▶ **TASK INSTRUCTIONS**: Recast the rows from their first line through the line containing "646L711 627L694 603L640" as a JSON list of strings, one string per line, skipping blank lines and leaving out the pictures.

::: INFORMATION GIVEN :::

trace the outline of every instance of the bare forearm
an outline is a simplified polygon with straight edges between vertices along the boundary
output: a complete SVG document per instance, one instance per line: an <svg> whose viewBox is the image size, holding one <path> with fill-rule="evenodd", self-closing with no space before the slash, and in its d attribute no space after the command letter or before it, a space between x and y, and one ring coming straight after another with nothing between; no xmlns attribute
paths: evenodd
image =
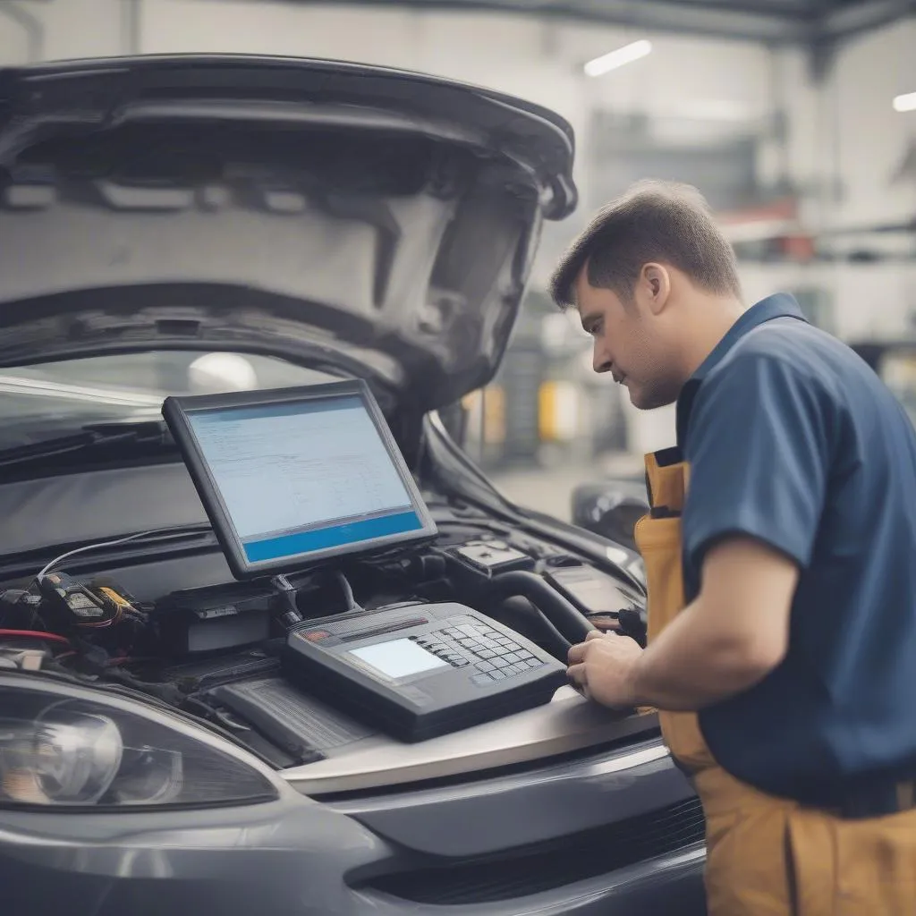
<svg viewBox="0 0 916 916"><path fill-rule="evenodd" d="M753 646L711 627L694 603L640 657L636 705L671 712L702 709L753 686L771 667Z"/></svg>

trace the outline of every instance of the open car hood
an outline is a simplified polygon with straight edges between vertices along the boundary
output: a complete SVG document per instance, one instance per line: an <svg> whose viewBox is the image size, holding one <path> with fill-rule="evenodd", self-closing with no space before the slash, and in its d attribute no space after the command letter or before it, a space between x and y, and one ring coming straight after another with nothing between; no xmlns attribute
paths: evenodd
<svg viewBox="0 0 916 916"><path fill-rule="evenodd" d="M572 158L551 112L397 71L2 71L0 366L247 350L453 402L498 365Z"/></svg>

:::

▶ **RESULT**:
[
  "trace the outline of every instance of the bare forearm",
  "an outline is a simplified polygon with straight edges between vertices along the boundary",
  "output: a complete SVG document per instance, one instance per line: an <svg> whose viewBox is the image size, holding one <path> with fill-rule=\"evenodd\", self-closing with no space before the slash, and in its d attribute no space after the command letter or before it, a space between x and y, and one ring coming straight after another with nothing between; no xmlns attribute",
  "paths: evenodd",
  "image =",
  "<svg viewBox=\"0 0 916 916\"><path fill-rule=\"evenodd\" d=\"M753 646L711 627L694 603L640 657L636 705L671 712L702 709L753 686L771 667Z\"/></svg>"
]